— START —

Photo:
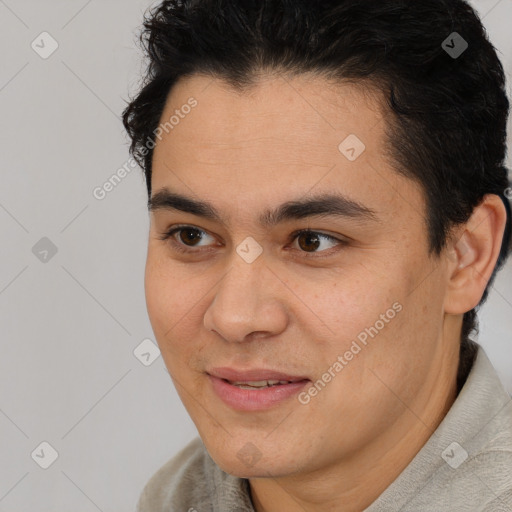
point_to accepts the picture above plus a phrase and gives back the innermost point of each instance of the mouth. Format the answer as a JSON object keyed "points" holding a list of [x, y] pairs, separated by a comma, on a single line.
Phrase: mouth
{"points": [[254, 390]]}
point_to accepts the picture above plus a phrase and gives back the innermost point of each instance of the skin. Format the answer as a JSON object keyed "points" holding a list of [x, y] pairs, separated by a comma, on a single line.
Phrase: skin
{"points": [[244, 153]]}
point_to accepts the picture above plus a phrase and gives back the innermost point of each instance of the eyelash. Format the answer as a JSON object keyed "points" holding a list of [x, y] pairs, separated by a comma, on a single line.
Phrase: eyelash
{"points": [[168, 236]]}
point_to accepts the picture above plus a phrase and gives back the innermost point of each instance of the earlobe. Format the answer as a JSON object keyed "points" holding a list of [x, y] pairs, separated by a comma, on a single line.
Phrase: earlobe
{"points": [[473, 256]]}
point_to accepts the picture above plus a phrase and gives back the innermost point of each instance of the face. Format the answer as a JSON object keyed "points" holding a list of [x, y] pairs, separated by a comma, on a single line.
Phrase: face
{"points": [[348, 312]]}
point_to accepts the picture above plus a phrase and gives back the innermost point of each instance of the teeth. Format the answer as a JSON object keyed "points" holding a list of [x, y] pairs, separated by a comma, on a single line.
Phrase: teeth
{"points": [[258, 383]]}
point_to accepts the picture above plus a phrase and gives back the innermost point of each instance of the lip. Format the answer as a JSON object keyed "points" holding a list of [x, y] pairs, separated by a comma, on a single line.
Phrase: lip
{"points": [[257, 399], [252, 375]]}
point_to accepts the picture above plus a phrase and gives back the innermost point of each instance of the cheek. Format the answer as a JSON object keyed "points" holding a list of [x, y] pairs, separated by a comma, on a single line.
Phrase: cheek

— END —

▶ [Exercise] Render every line of the records above as a JSON list of strings, one string per line, with blank lines dropped and the pictures left out.

▶ [Answer to this exercise]
[
  "Photo:",
  "point_to accepts the picture above plus a phrase and gives back the innermost point of each instance of the mouth. Format the answer as a JSON object keyed \"points\" holding a list of [x, y] pairs, separated by a comma, on a single line.",
  "Phrase: mouth",
  "{\"points\": [[254, 390]]}",
  "point_to accepts the picture above plus a phrase and gives back the innermost point of each instance of the skin. Format the answer as a JSON object keyed \"points\" holding a list of [x, y] pairs, separated by a comma, on a single line.",
  "Phrase: skin",
  "{\"points\": [[244, 153]]}",
  "point_to accepts the picture above plus a phrase and gives back the innermost point of each instance of the eyelash. Format the answer as a JSON object keyed \"points\" holding a list of [x, y] pairs, separated by a comma, on a single line.",
  "Phrase: eyelash",
  "{\"points\": [[168, 236]]}",
  "point_to accepts the picture above plus a phrase and gives back the innermost point of each instance of the earlobe. Format the answer as a JSON object keyed \"points\" holding a list of [x, y] pairs, separated by a comma, on a single line.",
  "Phrase: earlobe",
  "{\"points\": [[473, 256]]}",
  "point_to accepts the picture above plus a phrase and gives back the innermost point of each instance of the face. Format the answer as a JSON object keyed \"points\" holding a list of [x, y] pairs, separated by a comma, on a single line.",
  "Phrase: face",
  "{\"points\": [[348, 312]]}",
  "point_to accepts the picture above plus a phrase and gives back the innermost point of each instance of the teeth. Format the answer as a JSON object keyed \"points\" holding a list of [x, y] pairs, separated by a comma, on a single line.",
  "Phrase: teeth",
  "{\"points\": [[258, 383]]}",
  "point_to accepts the picture above plus a phrase and gives back the innermost point of each instance of the lip. Format the answer as a JSON object keyed \"points\" holding a list of [x, y] pairs, separated by a comma, on a single line.",
  "Phrase: lip",
  "{\"points\": [[257, 399], [252, 375]]}",
  "point_to accepts the picture above plus a phrase and gives back the innermost point of each instance of the cheek. Format the answer as a JSON object keyed \"points\" holding a list of [x, y] pairs, separated by a comma, on a single line.",
  "Phrase: cheek"
]